-- Begin GIVEN DATA --

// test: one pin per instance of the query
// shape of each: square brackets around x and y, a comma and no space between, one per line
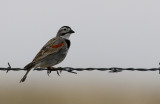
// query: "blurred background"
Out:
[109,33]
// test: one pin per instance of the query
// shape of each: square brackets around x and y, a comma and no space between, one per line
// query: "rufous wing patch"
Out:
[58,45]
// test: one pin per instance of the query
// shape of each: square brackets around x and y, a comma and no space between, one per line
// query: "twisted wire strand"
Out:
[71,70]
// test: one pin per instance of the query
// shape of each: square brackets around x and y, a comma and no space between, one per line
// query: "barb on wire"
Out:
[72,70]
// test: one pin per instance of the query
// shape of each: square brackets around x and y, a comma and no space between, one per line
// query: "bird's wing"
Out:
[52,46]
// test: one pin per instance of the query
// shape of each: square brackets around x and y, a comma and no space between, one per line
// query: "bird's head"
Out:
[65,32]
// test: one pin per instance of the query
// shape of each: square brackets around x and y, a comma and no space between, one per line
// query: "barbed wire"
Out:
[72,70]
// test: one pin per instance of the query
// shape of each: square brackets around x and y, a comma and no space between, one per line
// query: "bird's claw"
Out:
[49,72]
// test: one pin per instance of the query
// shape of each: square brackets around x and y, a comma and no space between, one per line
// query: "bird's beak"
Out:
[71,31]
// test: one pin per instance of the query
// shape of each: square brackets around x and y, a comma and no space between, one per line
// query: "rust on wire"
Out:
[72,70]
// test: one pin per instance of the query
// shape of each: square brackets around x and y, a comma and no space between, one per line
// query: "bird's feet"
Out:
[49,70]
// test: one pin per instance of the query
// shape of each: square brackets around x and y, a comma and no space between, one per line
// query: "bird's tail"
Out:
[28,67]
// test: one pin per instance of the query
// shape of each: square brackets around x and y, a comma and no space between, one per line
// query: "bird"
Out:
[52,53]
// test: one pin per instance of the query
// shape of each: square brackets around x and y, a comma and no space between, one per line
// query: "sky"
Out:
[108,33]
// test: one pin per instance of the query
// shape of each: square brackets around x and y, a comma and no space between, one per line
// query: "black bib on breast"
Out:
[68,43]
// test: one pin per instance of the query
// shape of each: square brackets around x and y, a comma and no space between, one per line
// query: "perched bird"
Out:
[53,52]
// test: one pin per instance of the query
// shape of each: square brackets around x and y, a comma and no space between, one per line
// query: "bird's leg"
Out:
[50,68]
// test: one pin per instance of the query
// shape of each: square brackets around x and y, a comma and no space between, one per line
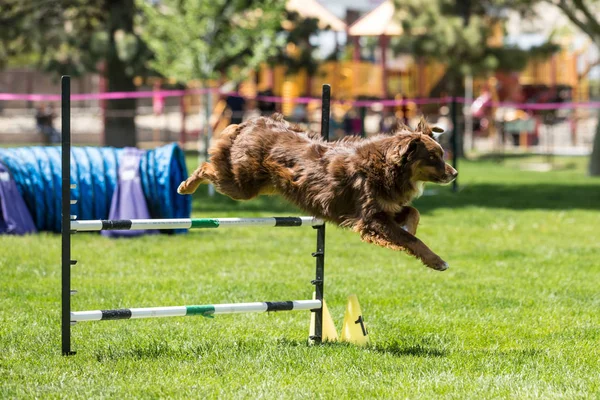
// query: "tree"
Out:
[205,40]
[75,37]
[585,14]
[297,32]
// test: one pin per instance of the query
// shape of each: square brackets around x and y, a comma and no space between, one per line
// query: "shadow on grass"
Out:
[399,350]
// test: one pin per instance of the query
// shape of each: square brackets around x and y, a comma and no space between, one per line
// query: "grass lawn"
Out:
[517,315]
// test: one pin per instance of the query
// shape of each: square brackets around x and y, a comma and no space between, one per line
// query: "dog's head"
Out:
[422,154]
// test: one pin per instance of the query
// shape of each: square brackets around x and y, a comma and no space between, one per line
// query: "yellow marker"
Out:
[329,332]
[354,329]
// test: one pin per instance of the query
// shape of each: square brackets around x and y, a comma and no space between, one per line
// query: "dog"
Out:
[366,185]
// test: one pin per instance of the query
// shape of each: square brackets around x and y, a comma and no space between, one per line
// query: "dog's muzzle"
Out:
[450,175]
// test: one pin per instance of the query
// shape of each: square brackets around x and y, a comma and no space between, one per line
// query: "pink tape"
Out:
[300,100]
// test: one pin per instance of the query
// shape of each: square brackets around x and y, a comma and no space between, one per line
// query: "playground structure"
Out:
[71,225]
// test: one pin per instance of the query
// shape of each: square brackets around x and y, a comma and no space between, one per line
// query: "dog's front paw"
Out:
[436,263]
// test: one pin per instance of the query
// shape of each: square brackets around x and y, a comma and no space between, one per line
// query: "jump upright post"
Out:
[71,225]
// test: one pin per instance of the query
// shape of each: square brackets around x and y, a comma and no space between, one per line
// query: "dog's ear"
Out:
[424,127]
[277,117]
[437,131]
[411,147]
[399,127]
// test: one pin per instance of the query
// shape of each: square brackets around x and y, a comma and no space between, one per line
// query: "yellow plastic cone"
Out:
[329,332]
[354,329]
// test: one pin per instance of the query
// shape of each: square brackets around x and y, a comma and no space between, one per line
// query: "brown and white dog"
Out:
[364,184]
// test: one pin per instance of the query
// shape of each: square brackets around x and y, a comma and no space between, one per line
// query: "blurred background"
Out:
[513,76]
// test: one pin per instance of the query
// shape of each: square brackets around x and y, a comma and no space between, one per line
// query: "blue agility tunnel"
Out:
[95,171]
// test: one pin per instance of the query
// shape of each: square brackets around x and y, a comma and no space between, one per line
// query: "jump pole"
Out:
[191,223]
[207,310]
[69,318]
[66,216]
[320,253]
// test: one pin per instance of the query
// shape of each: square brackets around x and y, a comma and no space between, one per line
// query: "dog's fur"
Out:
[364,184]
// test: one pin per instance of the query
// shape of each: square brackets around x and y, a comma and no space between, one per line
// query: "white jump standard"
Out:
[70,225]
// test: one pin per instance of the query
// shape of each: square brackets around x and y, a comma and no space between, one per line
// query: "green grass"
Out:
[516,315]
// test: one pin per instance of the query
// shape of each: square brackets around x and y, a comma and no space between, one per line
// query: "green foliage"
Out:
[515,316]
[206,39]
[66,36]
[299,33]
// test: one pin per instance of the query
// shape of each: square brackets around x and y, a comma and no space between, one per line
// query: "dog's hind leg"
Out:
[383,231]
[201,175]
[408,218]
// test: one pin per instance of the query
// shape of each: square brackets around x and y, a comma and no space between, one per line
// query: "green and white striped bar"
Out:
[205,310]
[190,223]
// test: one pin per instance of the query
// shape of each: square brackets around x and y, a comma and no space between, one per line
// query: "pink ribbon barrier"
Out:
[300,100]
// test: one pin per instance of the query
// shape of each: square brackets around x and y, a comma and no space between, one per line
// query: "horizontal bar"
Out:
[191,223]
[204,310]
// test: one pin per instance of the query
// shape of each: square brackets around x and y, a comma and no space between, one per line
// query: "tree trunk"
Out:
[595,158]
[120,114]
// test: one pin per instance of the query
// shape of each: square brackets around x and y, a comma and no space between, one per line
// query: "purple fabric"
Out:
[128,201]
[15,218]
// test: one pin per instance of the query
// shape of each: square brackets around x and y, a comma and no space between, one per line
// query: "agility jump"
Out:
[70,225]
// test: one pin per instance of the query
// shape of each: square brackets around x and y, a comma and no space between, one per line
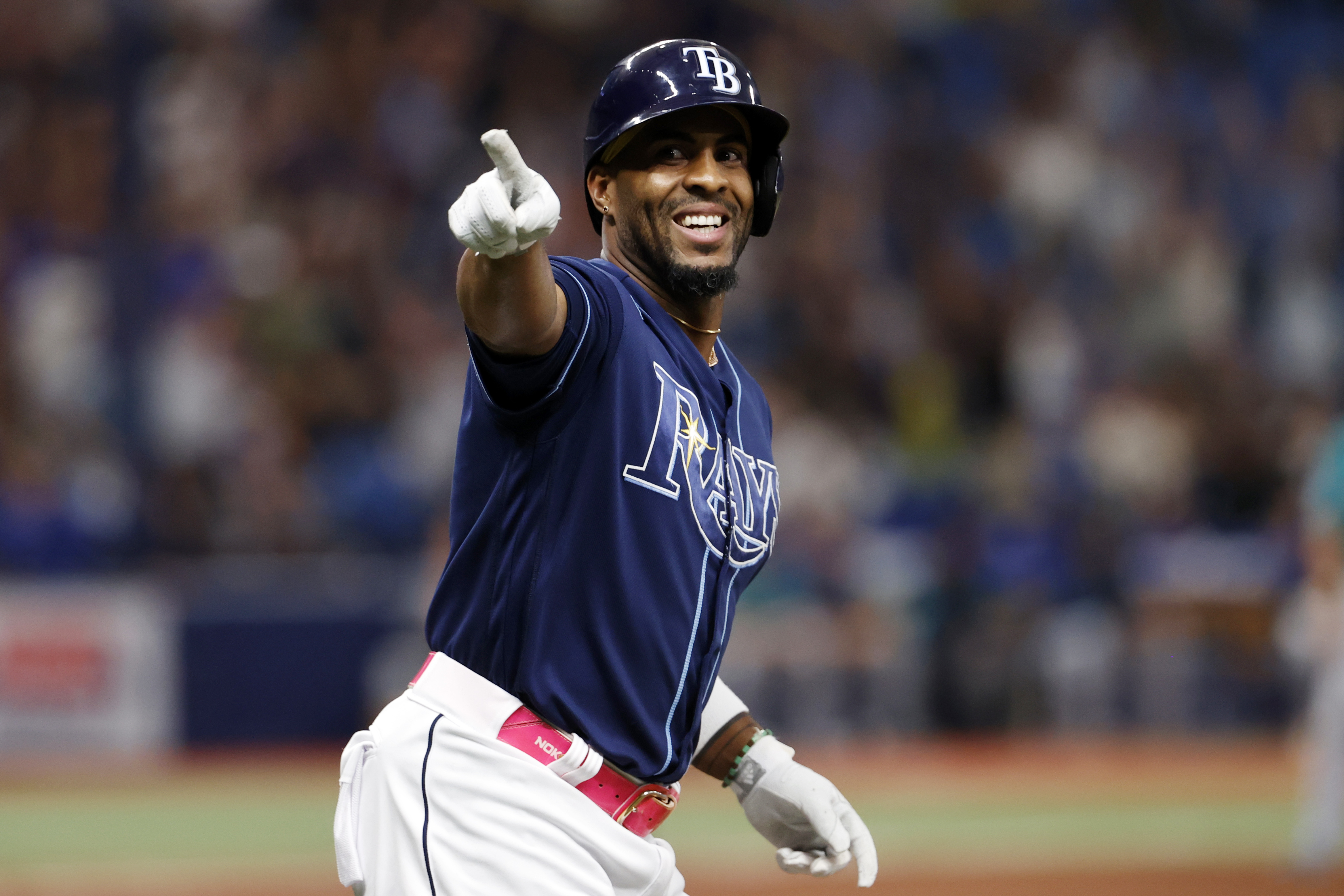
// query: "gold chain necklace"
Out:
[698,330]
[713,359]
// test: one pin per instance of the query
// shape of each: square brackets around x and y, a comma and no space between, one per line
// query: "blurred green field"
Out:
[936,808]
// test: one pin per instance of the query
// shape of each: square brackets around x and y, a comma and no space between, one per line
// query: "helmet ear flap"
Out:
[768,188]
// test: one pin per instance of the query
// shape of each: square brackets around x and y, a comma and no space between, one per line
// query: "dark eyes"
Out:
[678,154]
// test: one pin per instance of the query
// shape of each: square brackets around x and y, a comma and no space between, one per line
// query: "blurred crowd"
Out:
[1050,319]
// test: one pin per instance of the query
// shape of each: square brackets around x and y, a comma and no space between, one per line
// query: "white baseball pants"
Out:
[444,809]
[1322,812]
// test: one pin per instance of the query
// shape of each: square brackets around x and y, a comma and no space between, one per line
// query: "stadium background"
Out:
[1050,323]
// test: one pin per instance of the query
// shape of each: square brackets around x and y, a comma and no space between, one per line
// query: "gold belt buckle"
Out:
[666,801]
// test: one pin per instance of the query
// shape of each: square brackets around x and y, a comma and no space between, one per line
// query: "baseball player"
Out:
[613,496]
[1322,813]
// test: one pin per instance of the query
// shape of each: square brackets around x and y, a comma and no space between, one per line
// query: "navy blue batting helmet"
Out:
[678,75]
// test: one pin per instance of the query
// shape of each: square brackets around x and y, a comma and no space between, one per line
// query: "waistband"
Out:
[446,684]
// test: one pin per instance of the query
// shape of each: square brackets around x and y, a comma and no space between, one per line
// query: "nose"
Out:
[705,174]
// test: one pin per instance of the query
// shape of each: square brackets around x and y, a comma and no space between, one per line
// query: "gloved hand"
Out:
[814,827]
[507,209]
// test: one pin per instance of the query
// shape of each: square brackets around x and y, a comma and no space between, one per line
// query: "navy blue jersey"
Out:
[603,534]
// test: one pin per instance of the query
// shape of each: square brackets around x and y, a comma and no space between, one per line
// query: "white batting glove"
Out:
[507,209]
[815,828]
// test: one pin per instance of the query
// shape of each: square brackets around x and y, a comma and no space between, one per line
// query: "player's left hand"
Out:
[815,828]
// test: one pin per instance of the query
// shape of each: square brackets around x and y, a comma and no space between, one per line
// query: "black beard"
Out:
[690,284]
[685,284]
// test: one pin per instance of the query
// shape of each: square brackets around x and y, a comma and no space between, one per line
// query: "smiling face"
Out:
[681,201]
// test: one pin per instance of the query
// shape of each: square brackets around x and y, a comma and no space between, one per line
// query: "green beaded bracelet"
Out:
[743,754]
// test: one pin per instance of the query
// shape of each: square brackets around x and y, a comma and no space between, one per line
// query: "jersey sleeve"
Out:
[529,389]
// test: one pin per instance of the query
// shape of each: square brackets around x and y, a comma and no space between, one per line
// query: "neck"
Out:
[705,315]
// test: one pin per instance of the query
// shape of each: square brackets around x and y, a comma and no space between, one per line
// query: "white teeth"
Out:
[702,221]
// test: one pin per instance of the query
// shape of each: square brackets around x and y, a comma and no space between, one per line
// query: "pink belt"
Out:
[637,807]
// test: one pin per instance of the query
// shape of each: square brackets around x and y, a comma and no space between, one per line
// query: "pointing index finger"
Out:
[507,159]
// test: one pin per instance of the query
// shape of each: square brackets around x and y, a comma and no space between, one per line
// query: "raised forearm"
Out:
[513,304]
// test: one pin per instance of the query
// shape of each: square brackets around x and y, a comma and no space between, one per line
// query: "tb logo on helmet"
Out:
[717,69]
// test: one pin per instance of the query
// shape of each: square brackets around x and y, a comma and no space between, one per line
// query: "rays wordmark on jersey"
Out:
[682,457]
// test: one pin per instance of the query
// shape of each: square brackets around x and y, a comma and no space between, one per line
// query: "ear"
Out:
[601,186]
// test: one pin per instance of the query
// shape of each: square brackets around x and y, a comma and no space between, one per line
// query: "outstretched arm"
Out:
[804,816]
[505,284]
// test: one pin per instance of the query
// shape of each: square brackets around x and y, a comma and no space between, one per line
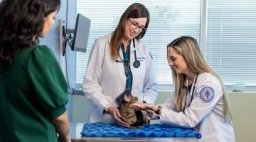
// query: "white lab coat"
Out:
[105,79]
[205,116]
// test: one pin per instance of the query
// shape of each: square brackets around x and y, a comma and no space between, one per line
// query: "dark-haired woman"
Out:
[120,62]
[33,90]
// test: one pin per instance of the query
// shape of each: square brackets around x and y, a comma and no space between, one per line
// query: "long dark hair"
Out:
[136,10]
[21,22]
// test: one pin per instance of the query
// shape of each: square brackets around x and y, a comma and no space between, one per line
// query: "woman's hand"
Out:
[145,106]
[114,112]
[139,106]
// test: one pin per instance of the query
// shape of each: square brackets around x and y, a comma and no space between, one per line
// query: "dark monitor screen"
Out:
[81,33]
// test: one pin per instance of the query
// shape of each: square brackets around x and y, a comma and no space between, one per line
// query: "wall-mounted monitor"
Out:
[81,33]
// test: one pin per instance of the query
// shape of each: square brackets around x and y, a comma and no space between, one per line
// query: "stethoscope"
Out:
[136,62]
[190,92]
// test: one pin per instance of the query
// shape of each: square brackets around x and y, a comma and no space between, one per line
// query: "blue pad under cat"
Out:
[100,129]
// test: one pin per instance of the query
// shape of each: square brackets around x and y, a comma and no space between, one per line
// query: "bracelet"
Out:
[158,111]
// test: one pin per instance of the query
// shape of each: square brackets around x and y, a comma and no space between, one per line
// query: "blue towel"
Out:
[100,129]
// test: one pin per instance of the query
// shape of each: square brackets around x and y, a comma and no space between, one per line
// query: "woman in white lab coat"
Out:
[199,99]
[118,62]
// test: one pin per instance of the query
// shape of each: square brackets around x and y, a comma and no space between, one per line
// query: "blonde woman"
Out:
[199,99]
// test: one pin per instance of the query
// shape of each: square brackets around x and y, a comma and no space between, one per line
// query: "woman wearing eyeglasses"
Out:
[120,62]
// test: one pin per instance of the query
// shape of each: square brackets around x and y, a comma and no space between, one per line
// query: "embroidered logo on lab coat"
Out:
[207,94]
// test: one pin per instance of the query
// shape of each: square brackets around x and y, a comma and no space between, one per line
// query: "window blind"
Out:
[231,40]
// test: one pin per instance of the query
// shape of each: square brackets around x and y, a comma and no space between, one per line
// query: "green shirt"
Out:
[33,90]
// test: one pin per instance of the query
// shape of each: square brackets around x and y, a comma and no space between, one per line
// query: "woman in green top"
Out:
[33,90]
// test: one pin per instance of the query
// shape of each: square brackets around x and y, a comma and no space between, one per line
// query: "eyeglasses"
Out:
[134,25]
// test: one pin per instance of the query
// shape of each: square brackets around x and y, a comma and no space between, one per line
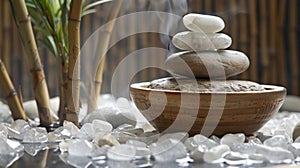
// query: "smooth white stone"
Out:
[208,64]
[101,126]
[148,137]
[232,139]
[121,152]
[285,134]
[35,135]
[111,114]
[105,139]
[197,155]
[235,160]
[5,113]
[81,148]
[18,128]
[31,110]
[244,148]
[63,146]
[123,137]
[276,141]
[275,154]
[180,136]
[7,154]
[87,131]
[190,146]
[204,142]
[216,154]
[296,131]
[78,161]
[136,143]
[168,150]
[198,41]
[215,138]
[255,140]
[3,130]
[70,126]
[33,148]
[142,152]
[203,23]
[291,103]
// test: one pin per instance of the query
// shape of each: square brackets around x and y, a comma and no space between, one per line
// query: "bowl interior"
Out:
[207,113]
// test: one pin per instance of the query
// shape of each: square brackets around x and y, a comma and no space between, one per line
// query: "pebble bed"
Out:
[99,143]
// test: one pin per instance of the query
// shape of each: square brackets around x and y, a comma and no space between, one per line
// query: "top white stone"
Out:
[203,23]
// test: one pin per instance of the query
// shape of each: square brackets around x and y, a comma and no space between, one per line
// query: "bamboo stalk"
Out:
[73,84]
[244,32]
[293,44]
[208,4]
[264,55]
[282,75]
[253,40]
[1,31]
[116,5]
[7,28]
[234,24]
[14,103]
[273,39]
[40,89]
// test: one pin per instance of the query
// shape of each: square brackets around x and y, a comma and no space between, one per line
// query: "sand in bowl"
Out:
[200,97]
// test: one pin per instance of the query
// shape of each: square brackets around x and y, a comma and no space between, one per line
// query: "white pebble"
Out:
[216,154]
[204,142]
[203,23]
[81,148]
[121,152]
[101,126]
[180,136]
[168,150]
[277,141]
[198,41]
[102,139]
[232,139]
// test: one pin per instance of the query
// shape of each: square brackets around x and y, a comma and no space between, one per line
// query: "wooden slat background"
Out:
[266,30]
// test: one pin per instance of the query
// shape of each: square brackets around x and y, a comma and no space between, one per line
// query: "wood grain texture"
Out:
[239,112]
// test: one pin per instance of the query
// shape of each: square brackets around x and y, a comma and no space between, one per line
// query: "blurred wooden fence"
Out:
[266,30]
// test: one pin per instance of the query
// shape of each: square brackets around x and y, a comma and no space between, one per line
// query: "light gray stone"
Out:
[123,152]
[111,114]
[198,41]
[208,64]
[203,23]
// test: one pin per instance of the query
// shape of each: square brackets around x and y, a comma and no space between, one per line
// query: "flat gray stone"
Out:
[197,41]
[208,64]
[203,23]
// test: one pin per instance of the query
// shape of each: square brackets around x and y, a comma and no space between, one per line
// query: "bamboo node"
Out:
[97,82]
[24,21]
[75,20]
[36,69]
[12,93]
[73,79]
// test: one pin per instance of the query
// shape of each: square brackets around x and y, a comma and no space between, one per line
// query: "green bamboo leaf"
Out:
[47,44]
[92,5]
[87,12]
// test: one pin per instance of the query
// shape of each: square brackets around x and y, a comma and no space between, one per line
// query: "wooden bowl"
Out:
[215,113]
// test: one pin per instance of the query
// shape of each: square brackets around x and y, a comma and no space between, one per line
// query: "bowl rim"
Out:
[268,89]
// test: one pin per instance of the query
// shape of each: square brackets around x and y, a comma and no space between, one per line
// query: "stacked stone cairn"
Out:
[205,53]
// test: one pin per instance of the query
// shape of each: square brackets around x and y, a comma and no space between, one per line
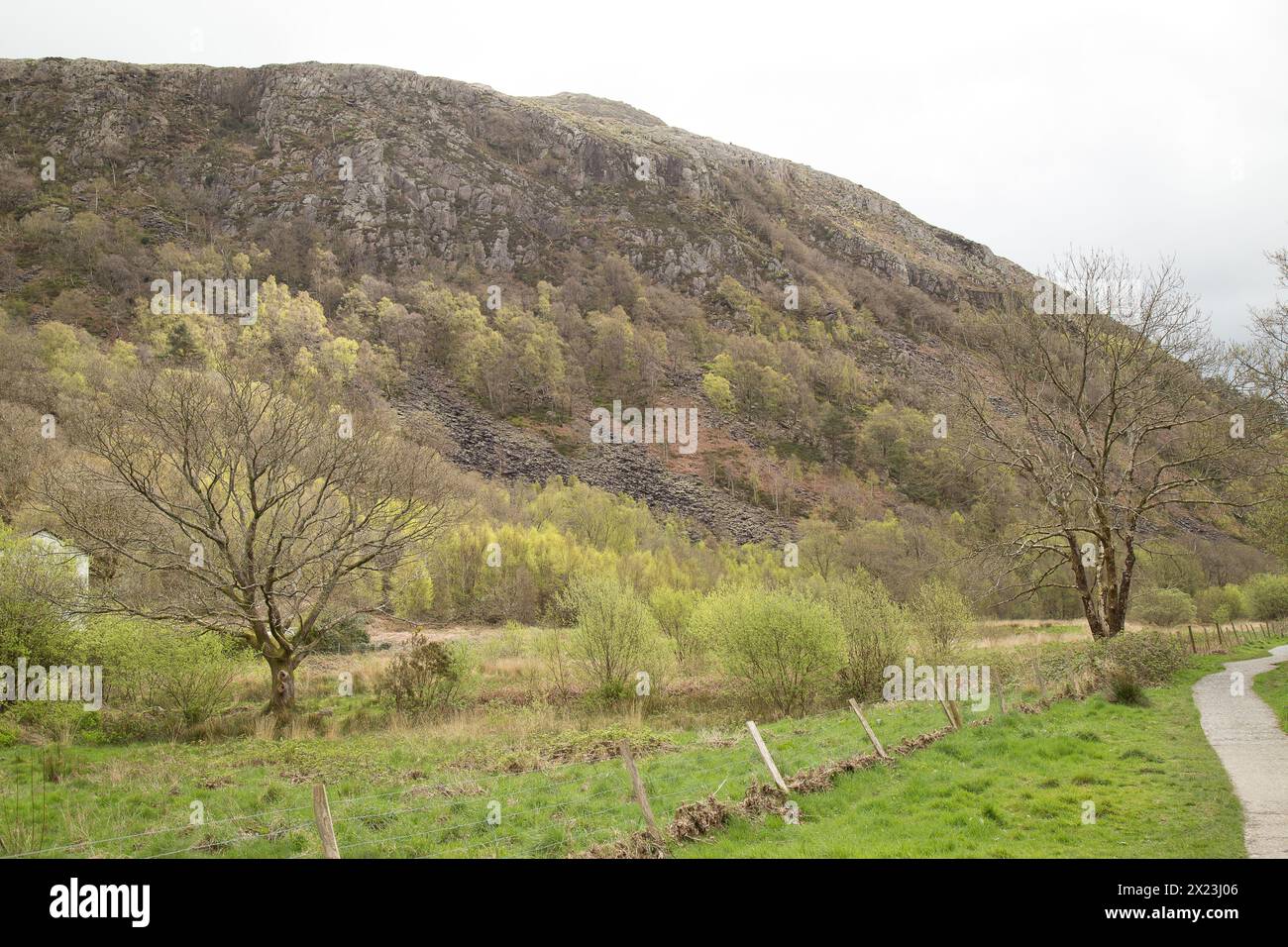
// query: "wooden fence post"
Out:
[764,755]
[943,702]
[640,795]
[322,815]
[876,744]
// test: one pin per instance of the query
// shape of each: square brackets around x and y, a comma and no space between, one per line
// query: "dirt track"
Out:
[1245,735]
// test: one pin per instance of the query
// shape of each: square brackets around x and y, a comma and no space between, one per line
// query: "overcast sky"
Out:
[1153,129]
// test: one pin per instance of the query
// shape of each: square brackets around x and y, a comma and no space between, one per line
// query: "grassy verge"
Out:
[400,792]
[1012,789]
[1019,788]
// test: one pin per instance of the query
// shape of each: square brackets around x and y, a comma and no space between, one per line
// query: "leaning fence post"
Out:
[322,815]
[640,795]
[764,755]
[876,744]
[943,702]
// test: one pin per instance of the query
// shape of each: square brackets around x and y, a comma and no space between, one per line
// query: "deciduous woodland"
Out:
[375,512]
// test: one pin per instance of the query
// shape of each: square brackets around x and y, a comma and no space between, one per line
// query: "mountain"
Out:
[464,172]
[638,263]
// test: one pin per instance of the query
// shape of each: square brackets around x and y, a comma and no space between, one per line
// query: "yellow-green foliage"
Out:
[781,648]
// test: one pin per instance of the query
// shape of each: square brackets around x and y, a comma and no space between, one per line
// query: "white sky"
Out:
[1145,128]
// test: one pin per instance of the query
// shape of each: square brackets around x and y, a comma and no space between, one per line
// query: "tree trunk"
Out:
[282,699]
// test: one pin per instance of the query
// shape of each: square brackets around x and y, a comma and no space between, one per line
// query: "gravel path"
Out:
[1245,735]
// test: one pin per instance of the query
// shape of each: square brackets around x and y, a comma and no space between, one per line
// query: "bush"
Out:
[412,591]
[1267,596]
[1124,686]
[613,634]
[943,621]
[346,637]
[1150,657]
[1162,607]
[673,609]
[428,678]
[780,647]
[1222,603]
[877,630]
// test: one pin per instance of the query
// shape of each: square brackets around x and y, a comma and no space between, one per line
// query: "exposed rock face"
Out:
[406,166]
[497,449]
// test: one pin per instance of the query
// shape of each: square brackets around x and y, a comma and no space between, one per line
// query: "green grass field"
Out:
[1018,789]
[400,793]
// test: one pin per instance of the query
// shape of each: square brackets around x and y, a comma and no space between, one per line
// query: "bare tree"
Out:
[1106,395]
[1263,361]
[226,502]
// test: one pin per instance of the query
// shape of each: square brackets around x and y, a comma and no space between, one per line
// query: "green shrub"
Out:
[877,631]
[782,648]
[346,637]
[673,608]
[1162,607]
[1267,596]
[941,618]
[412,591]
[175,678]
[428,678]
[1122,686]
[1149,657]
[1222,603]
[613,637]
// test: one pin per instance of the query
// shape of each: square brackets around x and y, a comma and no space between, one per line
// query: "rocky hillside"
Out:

-- End GIVEN DATA --

Find every line in the rows above that contains the word "pebble", and copy each of those lines in full. Case counts.

## SOLUTION BELOW
// query: "pebble bed"
// query: "white pebble"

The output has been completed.